## Point labels for photos
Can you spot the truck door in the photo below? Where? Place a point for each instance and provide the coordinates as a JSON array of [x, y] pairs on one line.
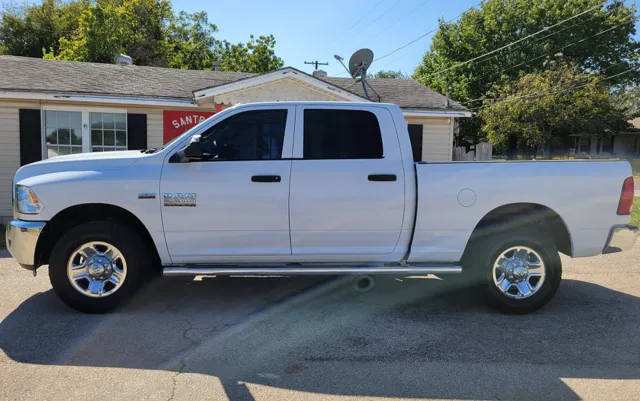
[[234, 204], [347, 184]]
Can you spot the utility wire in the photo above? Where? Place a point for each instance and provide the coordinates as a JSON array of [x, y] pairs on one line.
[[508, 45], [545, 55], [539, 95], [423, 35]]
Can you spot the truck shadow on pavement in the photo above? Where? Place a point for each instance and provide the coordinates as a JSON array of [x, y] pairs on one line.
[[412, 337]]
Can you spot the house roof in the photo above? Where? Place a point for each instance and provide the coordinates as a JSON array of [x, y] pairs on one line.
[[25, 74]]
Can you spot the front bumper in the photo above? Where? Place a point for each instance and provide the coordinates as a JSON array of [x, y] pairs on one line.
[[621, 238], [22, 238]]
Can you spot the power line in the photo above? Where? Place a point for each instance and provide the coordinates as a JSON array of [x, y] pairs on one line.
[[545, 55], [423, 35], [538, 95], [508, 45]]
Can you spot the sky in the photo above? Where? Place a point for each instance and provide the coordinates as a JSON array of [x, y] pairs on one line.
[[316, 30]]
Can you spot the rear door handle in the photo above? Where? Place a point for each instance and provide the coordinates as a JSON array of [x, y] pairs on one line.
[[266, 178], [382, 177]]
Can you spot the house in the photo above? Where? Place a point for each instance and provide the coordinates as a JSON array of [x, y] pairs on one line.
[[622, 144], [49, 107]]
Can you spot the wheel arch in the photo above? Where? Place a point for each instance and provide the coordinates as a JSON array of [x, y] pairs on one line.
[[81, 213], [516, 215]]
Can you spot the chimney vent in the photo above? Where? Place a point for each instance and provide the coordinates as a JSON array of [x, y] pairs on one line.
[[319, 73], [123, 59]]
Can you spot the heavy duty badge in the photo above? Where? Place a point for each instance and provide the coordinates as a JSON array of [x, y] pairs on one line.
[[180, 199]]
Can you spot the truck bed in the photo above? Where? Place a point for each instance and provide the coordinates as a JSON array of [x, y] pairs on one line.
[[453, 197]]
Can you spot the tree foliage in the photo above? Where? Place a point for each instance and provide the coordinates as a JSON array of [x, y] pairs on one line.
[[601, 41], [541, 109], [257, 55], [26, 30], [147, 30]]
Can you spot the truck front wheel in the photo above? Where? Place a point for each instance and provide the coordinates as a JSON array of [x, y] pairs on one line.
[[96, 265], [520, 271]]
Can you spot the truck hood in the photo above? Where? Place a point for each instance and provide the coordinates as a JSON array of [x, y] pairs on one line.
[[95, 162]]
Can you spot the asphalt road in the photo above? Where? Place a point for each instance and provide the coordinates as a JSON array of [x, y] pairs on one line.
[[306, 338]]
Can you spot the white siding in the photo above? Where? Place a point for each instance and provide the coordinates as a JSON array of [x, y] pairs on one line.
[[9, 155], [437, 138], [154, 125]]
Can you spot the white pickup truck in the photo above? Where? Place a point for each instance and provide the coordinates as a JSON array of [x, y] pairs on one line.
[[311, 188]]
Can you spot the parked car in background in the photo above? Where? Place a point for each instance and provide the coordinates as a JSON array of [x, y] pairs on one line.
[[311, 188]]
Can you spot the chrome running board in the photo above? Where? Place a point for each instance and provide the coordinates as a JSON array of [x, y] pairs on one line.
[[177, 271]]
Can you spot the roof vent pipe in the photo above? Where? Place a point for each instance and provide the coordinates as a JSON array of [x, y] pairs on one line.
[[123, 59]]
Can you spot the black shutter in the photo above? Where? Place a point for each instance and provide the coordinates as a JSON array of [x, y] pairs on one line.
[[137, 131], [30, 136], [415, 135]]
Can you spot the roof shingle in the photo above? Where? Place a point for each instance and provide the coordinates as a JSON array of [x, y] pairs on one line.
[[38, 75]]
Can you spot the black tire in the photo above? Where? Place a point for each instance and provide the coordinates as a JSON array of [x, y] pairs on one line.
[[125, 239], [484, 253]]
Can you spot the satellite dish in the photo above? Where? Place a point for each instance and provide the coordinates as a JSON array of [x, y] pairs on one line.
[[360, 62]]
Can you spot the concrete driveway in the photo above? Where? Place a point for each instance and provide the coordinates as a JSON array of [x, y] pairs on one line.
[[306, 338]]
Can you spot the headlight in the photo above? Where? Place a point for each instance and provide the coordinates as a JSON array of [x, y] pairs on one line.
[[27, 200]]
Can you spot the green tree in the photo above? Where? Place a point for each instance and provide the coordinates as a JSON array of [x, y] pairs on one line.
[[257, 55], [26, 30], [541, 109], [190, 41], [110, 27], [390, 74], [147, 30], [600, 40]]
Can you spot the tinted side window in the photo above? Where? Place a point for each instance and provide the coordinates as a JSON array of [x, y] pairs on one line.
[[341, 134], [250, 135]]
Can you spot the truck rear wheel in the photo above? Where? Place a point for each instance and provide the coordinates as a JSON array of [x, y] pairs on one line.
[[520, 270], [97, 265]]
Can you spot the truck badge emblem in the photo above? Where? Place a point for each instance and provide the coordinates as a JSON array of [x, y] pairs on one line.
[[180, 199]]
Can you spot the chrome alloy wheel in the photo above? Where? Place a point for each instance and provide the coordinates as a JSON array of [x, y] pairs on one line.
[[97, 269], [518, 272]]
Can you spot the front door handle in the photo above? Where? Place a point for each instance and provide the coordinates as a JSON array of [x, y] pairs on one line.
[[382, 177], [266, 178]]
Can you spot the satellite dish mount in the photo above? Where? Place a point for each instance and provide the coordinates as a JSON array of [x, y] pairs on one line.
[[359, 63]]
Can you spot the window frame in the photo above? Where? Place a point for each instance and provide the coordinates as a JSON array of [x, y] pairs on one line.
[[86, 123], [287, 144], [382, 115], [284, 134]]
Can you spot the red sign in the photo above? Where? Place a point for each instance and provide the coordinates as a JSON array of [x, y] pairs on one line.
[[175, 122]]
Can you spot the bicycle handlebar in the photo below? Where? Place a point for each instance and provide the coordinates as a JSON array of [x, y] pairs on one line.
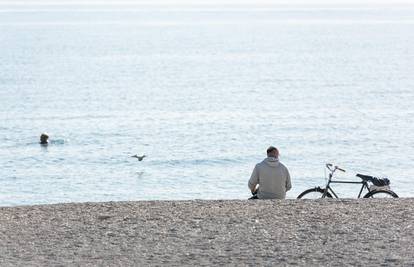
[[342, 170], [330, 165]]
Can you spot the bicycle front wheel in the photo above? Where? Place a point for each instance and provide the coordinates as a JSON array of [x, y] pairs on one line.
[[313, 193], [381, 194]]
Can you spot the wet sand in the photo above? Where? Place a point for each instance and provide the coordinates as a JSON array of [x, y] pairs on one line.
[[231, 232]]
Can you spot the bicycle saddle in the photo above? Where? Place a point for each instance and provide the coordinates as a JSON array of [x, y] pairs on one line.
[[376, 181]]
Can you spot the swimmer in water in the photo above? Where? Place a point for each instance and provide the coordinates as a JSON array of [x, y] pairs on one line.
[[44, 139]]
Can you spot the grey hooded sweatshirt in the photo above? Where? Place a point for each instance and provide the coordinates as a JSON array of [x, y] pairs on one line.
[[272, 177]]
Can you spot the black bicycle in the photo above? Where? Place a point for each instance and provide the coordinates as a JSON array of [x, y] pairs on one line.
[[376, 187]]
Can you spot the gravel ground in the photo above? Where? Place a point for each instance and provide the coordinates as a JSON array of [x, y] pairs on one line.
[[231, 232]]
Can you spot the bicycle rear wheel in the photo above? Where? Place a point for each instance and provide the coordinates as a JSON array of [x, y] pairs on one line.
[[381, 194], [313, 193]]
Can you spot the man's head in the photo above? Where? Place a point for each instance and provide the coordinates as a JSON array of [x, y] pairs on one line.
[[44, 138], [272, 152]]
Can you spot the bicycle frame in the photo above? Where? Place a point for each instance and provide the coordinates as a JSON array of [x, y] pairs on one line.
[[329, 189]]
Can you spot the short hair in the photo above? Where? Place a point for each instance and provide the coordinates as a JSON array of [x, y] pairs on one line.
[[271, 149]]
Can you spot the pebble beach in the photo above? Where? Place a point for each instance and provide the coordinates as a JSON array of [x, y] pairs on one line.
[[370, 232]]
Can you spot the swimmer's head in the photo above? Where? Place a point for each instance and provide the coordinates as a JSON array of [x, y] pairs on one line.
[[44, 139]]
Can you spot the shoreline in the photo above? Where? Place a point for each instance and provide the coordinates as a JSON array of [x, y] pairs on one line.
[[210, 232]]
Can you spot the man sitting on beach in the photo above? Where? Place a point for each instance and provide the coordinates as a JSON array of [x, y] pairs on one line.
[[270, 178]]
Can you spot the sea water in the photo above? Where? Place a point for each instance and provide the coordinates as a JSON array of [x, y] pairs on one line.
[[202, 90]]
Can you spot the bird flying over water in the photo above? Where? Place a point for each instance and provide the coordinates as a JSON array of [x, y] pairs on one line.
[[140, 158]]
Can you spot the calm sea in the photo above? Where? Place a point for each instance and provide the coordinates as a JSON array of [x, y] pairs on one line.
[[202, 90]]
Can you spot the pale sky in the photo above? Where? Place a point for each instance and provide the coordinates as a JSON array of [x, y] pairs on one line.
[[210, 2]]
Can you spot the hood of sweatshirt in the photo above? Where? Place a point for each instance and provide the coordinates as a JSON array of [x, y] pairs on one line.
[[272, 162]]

## REQUIREMENT
Rewrite the lines starting with the line with "Can you spot the parked" and going on through the line with "[[125, 239], [484, 253]]". Rename "black" to "dark" throughout and keep everything else unchanged.

## OUTPUT FOR THIS EXERCISE
Can you spot the parked car in background in the photo above? Where? Place a point for each instance and provide the coordinates as a JSON array of [x, y] pairs on one line.
[[311, 188]]
Can you spot the chrome running board in the photo above? Where? Place a point for each instance and provide the coordinates as a JSON array of [x, y] pairs on one line.
[[177, 271]]
Can you spot the roof vent pipe in the photo above? Where? Place a point for each instance and provide the coordinates as a JSON array of [x, y] pairs on one line.
[[123, 59]]
Can you spot the dark shutter in the photo above? Where? Place a point for each instance and provide the coordinates as a JSON array of [x, y] pairs on one line.
[[137, 131], [30, 136], [415, 135]]
Can you spot the roof shingle in the photo above? Where? Place a point for each instance and provide the coordinates as a JSON array of [x, y] pairs on one line.
[[38, 75]]
Can you spot the dark tire in the photo above? Where? Place a point for each instance and provide the coordinates as a JSON array of [x, y] pairs on one line.
[[125, 239], [484, 253]]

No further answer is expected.